■ **Required task A**
In the plowing fuel thread below, list every poster whose header shows a date in 2009, naming each poster once.

— start Document section —

# how much fuel do you use???



## ajslands (Sep 3, 2009)

i just filled my tank up yeterday and salte and plowed today, about 1" 1/2 it finished the day with a quater tank. but was wondering what normal usage of fuel would be, like how much fuel you guys use for a single storm, 




i have a f-250 turbo and get about 15 highway and 12 city, but i havent had a decent snowfall to calcuate my mpgs while plowing....

so how much fuel do you use for one storm


----------



## cretebaby (Aug 23, 2008)

MPG doesn't really tell you anything for plowing.

How about GPH?

I use about 2 gallons an hour.


----------



## SuperdutyShane (Mar 6, 2009)

cretebaby;930990 said:


> MPG doesn't really tell you anything for plowing.
> 
> How about GPH?
> 
> I use about 2 gallons an hour.


Or hours per tank.


----------



## cretebaby (Aug 23, 2008)

SuperdutyShane;931002 said:


> Or hours per tank.


Doesn't tell you much since tank size varies.


----------



## SuperdutyShane (Mar 6, 2009)

cretebaby;931006 said:


> Doesn't tell you much since tank size varies.


Well thats true. But I look at it as hours per tank doing residentials, in just my neighborhood and a couple surrounding ones.


----------



## PowerWagon (Aug 31, 2006)

with this OLD TRUCK. I would say TOO MCUH!


----------



## vamootsman (Oct 5, 2008)

13 hours of plowing, and a bunch of running around, and the truck idling while doing 3-4 hours of shoveling and blower work, 25 gallons.


----------



## overtime (Nov 5, 2009)

I used 13 gallons about. Plowed 2 times witrh that and drove around a bit


----------



## fatheadon1 (Dec 27, 2007)

05 f250 diesel 24-30 hours on a 29 gal tank. i start it when i get called in and WILL not shut it off till im done, so some of that is idling


----------



## Kubota 8540 (Sep 25, 2009)

1 Ton Chevy gas about 2-2.5 gallons per hour
Kubota Diesel about 3/4-1 gallon per hour


----------



## blk90s13 (Sep 1, 2005)

10 hours of idle + 17 hours of plowing used 3/4 a tank gotta love the cummins

should add I drive to and from the site 80 miles round trip with the plow on


----------



## rob_cook2001 (Nov 15, 2008)

My bobcat s300 uses about 1.6gph our 09 6.4 ford uses about 3.5gph! We need to take that DPF off soon lol


----------



## jzeller4 (Oct 2, 2008)

i went through 10 gal just to salt a lot today, its about 76 mile round trip. this s*** sucks.


----------



## Mark13 (Dec 3, 2006)

I havn't kept track in a while. I'd have to guess 2-2.5 gph for my truck.


----------



## buckwheat_la (Oct 11, 2009)

this is a really silly thread !!!

my skidsteers use between 1.5-2 gph, my loader uses about 1gph

all these depend on how long they are left idling, how cold it is, how hard they are working, etc


----------



## REAPER (Nov 23, 2004)

Average is about 3 gal per hour. Depends on how much salt I have in back. How cold it is. How heavy the snow is.

— end Document section —

■ **Required task B**
How many lines of the rows below contain the string "point"? Case counts. Reply with the number only.

— start Exercise data —

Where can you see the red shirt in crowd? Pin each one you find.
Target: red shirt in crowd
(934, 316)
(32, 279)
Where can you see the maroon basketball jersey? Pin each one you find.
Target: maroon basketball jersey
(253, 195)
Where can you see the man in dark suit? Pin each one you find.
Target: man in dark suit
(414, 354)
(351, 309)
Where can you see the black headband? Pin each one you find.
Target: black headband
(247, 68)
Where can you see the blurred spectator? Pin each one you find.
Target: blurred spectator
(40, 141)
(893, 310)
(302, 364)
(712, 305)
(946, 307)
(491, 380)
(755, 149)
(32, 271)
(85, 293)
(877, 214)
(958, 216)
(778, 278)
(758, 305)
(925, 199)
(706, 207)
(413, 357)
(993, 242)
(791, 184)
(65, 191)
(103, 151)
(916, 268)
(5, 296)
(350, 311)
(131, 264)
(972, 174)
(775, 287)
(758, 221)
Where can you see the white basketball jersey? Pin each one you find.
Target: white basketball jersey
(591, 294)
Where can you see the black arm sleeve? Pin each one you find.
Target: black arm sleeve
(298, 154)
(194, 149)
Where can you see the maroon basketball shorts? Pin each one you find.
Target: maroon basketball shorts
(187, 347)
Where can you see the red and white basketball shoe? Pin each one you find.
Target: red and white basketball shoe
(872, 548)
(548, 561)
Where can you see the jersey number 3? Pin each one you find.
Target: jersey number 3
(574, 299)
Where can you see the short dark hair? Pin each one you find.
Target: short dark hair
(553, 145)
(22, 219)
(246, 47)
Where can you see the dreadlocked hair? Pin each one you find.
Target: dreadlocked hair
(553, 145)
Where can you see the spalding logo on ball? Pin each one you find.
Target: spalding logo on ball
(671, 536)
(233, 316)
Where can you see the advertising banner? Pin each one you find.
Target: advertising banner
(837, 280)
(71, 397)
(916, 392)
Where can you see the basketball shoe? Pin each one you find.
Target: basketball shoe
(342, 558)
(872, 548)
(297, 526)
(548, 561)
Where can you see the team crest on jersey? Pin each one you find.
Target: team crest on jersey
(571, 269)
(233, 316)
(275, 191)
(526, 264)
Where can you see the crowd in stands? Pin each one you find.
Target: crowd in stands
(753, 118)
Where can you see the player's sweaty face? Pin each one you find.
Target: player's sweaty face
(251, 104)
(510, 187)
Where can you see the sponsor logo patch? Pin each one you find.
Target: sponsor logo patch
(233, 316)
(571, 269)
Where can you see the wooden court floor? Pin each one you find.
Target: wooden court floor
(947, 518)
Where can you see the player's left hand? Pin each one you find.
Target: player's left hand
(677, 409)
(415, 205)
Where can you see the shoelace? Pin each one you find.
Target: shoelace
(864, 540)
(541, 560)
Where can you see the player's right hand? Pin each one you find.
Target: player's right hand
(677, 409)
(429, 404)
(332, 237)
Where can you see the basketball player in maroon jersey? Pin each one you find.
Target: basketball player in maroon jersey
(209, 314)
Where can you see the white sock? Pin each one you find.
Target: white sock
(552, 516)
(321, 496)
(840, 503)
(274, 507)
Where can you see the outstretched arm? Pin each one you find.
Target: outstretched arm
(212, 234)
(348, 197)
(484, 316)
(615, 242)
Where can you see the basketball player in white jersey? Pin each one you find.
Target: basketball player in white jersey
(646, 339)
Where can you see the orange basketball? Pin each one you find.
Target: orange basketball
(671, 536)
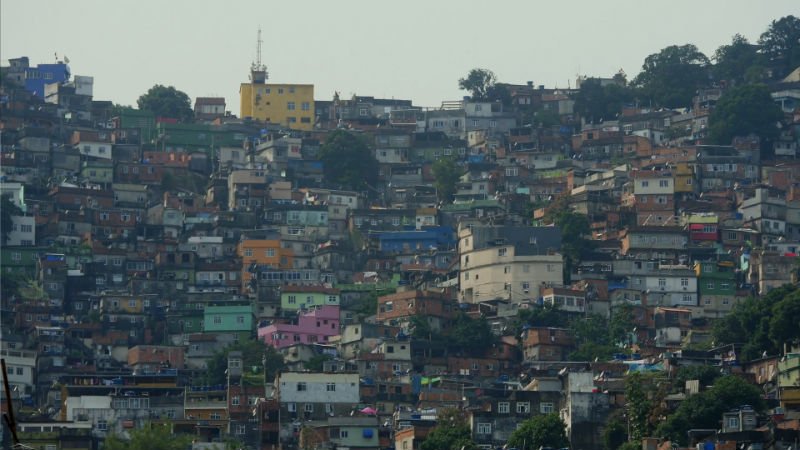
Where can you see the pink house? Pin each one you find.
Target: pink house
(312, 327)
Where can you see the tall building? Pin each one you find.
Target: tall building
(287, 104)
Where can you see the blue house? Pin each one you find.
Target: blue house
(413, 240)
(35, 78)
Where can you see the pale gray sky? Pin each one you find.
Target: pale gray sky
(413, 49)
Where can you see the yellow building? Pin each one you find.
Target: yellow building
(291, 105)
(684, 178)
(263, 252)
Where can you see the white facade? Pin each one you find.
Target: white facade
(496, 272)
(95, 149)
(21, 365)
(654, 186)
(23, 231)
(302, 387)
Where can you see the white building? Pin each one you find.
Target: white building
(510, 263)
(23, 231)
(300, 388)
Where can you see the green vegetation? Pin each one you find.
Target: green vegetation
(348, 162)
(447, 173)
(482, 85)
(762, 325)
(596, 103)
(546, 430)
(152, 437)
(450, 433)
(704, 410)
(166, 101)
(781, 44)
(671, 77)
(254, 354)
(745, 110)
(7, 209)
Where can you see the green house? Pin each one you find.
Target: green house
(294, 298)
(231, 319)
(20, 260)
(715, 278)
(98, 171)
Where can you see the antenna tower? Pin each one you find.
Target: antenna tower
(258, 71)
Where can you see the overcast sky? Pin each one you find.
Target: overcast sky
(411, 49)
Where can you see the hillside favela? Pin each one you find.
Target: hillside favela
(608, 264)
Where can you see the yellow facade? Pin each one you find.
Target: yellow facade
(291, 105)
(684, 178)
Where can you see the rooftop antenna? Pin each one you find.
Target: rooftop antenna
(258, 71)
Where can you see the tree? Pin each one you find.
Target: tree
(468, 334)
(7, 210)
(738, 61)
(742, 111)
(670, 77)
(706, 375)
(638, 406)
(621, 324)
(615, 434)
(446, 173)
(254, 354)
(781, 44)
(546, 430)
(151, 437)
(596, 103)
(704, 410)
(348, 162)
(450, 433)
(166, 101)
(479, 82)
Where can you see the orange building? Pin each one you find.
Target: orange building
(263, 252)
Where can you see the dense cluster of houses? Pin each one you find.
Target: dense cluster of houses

— end Exercise data —
— start Exercise data —

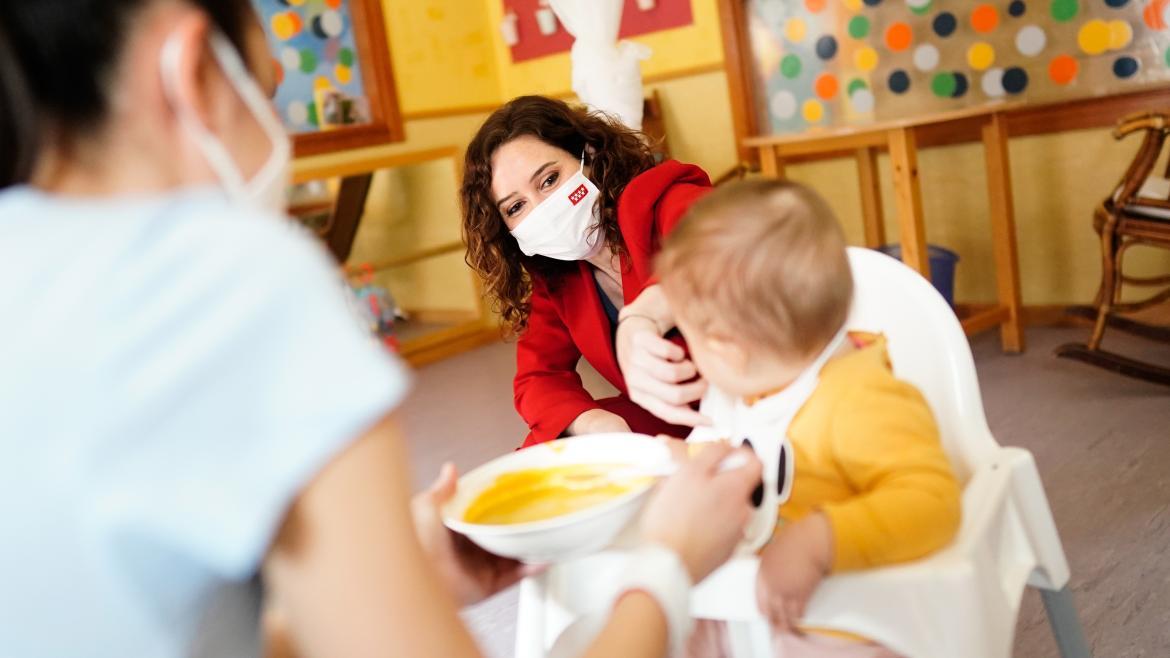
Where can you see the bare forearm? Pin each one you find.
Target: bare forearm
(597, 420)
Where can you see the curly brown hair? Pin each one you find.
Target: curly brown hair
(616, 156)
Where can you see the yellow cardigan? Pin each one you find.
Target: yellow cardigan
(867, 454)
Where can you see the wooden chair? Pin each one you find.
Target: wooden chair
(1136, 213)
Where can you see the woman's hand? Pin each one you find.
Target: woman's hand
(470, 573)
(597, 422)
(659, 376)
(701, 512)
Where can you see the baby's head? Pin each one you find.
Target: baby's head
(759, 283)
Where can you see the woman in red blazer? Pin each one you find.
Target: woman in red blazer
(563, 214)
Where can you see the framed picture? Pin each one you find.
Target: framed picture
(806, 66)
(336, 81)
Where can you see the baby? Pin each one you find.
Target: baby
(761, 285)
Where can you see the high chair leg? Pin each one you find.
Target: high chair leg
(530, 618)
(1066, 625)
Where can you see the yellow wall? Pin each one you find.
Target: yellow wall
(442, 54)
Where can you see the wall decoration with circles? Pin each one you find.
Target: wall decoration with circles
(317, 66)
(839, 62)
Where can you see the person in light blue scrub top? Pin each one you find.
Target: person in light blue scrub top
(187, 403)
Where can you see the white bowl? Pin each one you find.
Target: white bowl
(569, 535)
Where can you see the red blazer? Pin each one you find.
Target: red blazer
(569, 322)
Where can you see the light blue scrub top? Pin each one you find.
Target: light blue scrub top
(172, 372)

— end Exercise data —
— start Exercise data —

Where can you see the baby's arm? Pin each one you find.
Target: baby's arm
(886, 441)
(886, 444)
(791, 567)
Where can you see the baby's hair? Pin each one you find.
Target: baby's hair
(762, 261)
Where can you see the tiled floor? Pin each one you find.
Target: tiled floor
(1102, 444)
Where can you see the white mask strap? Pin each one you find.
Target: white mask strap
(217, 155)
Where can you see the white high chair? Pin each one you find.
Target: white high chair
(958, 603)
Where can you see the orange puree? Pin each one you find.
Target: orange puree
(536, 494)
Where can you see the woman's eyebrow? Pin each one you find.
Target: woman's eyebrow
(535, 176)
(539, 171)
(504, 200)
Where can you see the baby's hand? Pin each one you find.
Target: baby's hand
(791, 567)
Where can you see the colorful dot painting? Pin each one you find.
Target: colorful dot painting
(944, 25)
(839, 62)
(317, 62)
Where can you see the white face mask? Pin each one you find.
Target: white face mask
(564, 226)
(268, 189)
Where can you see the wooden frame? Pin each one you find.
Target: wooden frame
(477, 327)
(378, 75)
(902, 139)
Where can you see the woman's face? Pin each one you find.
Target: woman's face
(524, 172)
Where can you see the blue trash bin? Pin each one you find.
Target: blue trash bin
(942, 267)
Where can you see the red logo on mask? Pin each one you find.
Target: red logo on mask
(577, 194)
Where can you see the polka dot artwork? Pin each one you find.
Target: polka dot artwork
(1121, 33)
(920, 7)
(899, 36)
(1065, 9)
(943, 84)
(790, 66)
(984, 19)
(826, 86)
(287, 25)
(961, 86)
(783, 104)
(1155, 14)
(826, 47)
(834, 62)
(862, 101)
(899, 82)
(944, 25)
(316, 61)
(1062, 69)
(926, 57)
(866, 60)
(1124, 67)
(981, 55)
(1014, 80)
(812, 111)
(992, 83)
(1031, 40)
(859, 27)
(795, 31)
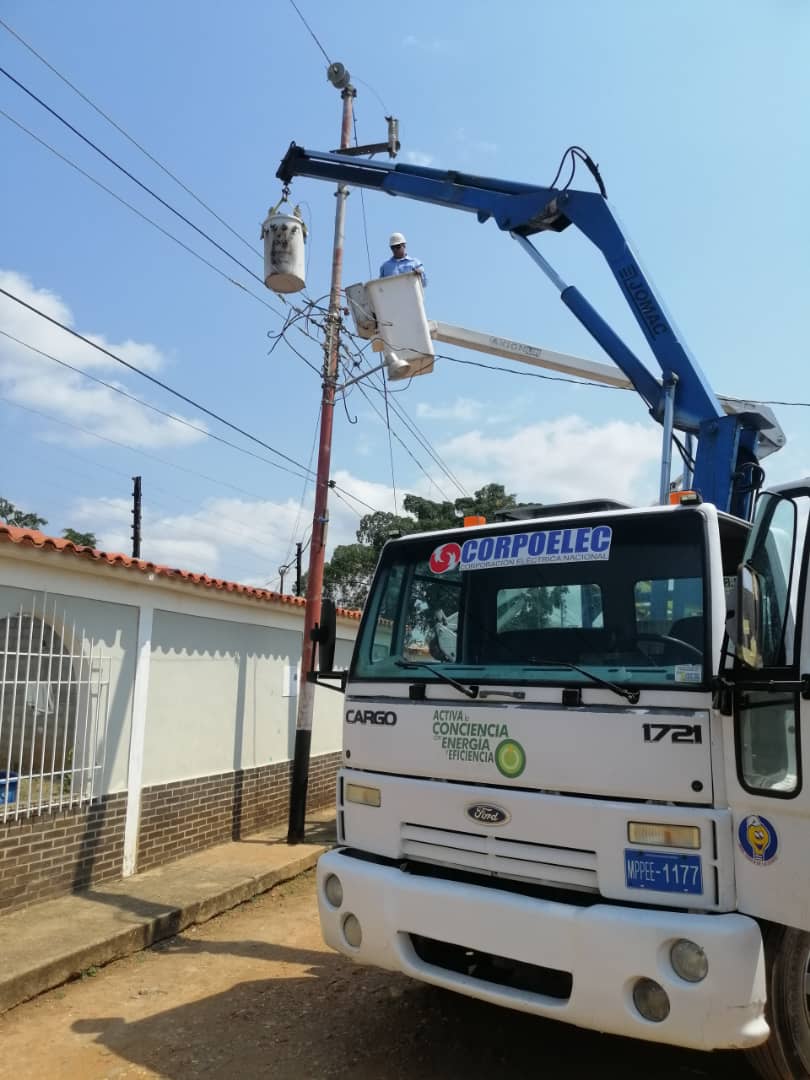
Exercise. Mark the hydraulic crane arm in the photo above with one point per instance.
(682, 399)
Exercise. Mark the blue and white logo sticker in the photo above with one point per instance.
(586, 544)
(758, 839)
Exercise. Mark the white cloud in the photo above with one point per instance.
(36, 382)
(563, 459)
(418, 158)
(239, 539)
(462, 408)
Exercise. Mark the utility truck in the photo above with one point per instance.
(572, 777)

— end Exercise data —

■ **Answer A**
ajslands, SuperdutyShane, overtime, Kubota 8540, buckwheat_la

■ **Answer B**
4